- _TAREA ASIGNADA 1_: Resume en dos oraciones el hilo sobre el televisor Sony que tarda en encenderse.
- _TAREA ASIGNADA 2_: Transcribe sin cambios la parte del hilo sobre el televisor Sony que abre con las palabras que contienen "## markmard (Ago" y cierra con "llegar muy lejos.".
- _TAREA ASIGNADA 3_:
Responde según el hilo sobre el televisor Sony que tarda en encenderse:
(a) ¿Cuánto tarda hoy en poder verse la imagen, según markmard?
(b) ¿A partir de qué edad del televisor dice zopilote que es solo problema de pantalla?
(c) Según armandolopezmx, ¿qué es lo más seguro que hizo el técnico?

- _TEXTO DE ORIGEN_:
# Televisor sony  tarda en encenderse



## markmard (Ago 15, 2008)

Hola a todos entiendo poco de electronica, pero le doy a todos los palos y con un poco de esfuerzo, corazon y ayuda creo que se puede llegar muy lejos.
Hace meses se estropeo un tv sony black triniton y lo llevamos a arraglar, lo que le paso es que se escuchaba pero la imagen no se veia. Despues de arreglaro el tv fue de lujo, pero al mes o asi empezo a tardar en encenderse, seguia escuchandose, pero la imagen tardaba unos minutos, hoy tarda ya al orden de 30min en poder verla, mi padre no queria lios y no le dijo nada a quien se la arreflo y ahora esta pensando volverlo a llevar a otro sitio.
asi que me gustaria saber si el arreglo es dificil o es tan solo cambiarle algun modulo.
Si me ayudarais podria hacerlo yo mismo y ahorrarnos algo de dinero que ultimamente la verdad no sobra.
Muchisimas gracias


----------



## zopilote (Ago 15, 2008)

Preguntale a tu padre ¿Cuantos años tiene la TV?, si es mayor de 10 años, es solo problema de pantalla, esta agotada, lo puede llevar para que eliminen el circuito del cinescopio que hace que la imagen no salga, para asi usarlo hasta que se malogre del todo (unos dos años).


----------



## armandolopezmx (Ago 16, 2008)

estoy de acuerdo con zopilote.

lo mas seguro que el tecnico haya rehabilitado el cinescopio, pero con los televisores sony es muy dificil que queden al 100,  asi es mejor que le eliminen esa proteccion.
esto es una falla muy comun en los tv sony.


----------



## tjdor (Ago 16, 2008)

Dices que al mes de la reparacion se ha vuelto a estropear!

- _DATOS PROPORCIONADOS_:

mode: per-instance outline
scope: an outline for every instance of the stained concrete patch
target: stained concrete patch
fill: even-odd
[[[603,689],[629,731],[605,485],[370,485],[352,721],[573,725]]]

- _RESPUESTA CORRECTA 1_: Un usuario cuenta que, tras reparar su televisor Sony porque se oía pero no se veía la imagen, al mes empezó a tardar en mostrarla y hoy tarda unos 30 minutos, y pregunta si el arreglo es difícil o basta con cambiar algún módulo. Las respuestas señalan que, si el televisor tiene más de 10 años, la pantalla está agotada y se puede eliminar el circuito del cinescopio que impide que salga la imagen para usarlo hasta que falle del todo, y añaden que es una falla muy común en los Sony.

- _RESPUESTA CORRECTA 2_:
## markmard (Ago 15, 2008)

Hola a todos entiendo poco de electronica, pero le doy a todos los palos y con un poco de esfuerzo, corazon y ayuda creo que se puede llegar muy lejos.

- _RESPUESTA CORRECTA 3_:
(a) Del orden de 30 minutos.
(b) Si es mayor de 10 años.
(c) Que haya rehabilitado el cinescopio.